** Instructions for the task **
Based on the entries below, how many lines contain the word "nothing"? Respond with only the number.

[Entries taken from a collection]
◆ ◆ ◆

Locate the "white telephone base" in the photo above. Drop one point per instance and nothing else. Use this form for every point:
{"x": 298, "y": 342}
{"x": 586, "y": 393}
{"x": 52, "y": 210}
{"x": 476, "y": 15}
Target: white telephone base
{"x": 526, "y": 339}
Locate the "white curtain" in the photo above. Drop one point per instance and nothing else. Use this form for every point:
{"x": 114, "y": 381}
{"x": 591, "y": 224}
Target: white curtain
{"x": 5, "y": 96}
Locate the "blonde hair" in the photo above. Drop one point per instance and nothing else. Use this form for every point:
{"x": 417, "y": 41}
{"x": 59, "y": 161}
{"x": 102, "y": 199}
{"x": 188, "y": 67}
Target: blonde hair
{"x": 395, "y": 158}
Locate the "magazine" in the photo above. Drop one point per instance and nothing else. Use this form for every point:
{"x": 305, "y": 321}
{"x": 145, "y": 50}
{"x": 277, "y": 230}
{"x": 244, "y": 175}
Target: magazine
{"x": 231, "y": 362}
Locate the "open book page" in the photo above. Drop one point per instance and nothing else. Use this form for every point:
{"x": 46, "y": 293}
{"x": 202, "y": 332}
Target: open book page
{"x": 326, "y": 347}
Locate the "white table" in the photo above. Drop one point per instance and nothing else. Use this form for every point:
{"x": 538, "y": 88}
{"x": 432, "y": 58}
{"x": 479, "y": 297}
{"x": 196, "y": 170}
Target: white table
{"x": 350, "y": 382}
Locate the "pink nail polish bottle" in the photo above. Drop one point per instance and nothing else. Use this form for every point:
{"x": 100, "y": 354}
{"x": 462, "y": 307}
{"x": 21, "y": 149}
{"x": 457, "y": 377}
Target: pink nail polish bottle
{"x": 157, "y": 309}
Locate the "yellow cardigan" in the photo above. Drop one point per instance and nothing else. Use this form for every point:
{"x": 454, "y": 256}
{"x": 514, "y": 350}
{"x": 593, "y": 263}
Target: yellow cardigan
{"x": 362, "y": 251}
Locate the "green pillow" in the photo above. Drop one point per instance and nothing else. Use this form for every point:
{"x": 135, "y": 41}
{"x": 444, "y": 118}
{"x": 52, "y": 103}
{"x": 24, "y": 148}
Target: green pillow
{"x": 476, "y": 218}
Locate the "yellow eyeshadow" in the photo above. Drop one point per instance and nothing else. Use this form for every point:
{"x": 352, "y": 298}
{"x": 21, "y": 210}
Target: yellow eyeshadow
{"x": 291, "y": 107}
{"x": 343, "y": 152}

◆ ◆ ◆

** Exercise result **
10